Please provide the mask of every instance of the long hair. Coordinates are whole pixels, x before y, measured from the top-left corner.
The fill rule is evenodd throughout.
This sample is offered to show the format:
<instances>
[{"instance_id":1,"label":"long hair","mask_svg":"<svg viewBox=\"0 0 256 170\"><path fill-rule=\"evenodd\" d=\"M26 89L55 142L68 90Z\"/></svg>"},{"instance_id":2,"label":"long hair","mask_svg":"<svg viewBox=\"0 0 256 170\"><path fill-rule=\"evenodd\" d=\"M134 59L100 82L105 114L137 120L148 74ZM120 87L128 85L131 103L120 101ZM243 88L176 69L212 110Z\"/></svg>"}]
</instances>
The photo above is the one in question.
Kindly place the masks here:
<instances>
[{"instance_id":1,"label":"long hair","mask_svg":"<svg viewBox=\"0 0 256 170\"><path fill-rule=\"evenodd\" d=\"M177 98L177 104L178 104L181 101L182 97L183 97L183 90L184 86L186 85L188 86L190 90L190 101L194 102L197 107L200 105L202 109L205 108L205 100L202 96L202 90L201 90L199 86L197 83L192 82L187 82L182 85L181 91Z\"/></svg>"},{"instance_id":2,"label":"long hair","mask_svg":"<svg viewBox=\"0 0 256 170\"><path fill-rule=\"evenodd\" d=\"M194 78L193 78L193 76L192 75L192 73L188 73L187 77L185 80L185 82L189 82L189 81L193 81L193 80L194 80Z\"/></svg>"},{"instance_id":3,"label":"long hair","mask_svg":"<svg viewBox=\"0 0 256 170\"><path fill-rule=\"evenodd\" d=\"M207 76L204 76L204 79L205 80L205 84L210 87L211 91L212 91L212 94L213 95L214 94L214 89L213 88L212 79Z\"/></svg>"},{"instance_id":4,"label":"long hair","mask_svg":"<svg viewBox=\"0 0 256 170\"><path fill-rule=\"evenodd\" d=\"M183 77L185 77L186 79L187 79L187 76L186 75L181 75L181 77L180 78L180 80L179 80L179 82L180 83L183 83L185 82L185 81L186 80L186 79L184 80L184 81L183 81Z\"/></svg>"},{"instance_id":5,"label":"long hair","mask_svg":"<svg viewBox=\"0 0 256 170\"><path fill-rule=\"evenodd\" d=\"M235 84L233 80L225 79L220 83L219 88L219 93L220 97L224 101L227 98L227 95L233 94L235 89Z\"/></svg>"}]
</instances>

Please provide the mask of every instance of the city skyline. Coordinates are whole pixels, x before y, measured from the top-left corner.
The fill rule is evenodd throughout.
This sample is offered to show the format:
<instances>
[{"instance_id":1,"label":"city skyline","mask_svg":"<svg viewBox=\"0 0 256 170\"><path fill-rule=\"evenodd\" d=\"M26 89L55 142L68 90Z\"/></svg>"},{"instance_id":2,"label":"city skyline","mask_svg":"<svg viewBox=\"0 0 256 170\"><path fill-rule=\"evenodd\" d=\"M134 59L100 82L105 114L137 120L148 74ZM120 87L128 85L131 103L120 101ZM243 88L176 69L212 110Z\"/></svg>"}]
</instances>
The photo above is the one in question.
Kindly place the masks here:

....

Swap "skyline" for "horizon" in the part of the listing that opens with the line containing "Please provide the mask of every instance of the city" and closes at the end of the listing. Return only those lines, with nothing else changed.

- [Response below]
Please provide the mask of every instance of the city horizon. Coordinates are whole pixels, x before y, measured from the top-left corner.
The fill rule is evenodd throughout.
This sample is offered to show the format:
<instances>
[{"instance_id":1,"label":"city horizon","mask_svg":"<svg viewBox=\"0 0 256 170\"><path fill-rule=\"evenodd\" d=\"M26 89L55 142L68 90Z\"/></svg>"},{"instance_id":2,"label":"city horizon","mask_svg":"<svg viewBox=\"0 0 256 170\"><path fill-rule=\"evenodd\" d=\"M134 59L100 82L105 114L137 120L148 74ZM120 87L128 85L131 103L120 101ZM243 88L176 69L212 110Z\"/></svg>"}]
</instances>
The photo above is the one in question.
Kindly place the masks here:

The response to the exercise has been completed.